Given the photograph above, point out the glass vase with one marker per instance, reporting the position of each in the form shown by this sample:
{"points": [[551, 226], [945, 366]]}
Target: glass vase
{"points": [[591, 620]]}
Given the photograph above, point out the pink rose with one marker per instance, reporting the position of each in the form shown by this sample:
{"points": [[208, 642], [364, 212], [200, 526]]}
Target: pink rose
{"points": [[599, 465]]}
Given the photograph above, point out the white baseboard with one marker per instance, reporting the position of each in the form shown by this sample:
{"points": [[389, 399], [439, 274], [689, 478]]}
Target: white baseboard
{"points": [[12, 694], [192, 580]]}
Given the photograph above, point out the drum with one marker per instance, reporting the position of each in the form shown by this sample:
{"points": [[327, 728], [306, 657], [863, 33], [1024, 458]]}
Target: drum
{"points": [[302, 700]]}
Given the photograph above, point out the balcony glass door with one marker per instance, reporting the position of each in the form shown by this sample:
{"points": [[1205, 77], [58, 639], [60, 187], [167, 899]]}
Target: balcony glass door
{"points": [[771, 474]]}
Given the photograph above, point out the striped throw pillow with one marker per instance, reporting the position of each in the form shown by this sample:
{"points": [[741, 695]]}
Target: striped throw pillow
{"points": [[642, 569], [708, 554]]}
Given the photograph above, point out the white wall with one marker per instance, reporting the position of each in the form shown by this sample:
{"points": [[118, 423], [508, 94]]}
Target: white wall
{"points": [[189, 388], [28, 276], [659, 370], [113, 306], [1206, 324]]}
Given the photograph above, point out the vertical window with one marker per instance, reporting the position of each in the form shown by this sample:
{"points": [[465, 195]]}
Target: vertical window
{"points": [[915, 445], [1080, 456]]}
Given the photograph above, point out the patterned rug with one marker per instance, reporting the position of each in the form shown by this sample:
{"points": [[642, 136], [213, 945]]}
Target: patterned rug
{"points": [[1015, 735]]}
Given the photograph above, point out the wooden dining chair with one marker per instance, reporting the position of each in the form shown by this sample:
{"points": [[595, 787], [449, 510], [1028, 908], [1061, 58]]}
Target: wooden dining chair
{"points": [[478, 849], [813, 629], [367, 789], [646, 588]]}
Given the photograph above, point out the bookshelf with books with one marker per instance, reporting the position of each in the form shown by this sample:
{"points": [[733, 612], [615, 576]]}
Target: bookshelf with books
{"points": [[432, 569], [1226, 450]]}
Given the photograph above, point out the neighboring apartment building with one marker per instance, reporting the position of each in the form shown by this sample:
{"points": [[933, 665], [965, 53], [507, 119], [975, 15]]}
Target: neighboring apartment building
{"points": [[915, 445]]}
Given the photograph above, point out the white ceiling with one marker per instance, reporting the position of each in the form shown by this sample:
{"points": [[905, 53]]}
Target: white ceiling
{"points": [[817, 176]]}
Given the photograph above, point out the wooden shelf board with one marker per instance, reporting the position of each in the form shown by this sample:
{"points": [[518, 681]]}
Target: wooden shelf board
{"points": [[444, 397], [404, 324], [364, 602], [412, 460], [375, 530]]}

* * *

WHAT TO DO. Copy, character for character, the lines from the line that holds "Given the photograph above, point out the wooden dining" through the final line of the records above.

TASK ANSWER.
Given the photograph above, point out the wooden dining chair with one marker per instance, reporting the position of each in the form shown by this sample:
{"points": [[595, 787], [449, 510], [1028, 908], [1061, 58]]}
Target: wooden dining chair
{"points": [[478, 849], [813, 629], [367, 789], [646, 588]]}
Given the photograph above, point out the bookshelf with books with one marker per instance, reporting the position of each in the form shown by this sample:
{"points": [[733, 612], [615, 576]]}
Target: bookshelf with books
{"points": [[432, 569], [1226, 450]]}
Given the photograph above, point out the neighboring apartment building with one marker per instance, reporting the position of each in the form shown by this sample:
{"points": [[933, 665], [965, 53], [507, 119], [975, 15]]}
Target: neighboring apartment building
{"points": [[915, 445]]}
Given the photograph above, point out the white ceiling with one marker per instance, reporting the position of each in the form shown by this sample:
{"points": [[905, 53]]}
Target: white ceiling
{"points": [[817, 176]]}
Given the photograph above, point out the wooden shelf board with one marker per instance, reporting the position of each in the form shown by this sample:
{"points": [[518, 681]]}
Target: wooden shelf board
{"points": [[444, 397], [404, 324], [364, 602], [412, 460], [375, 530]]}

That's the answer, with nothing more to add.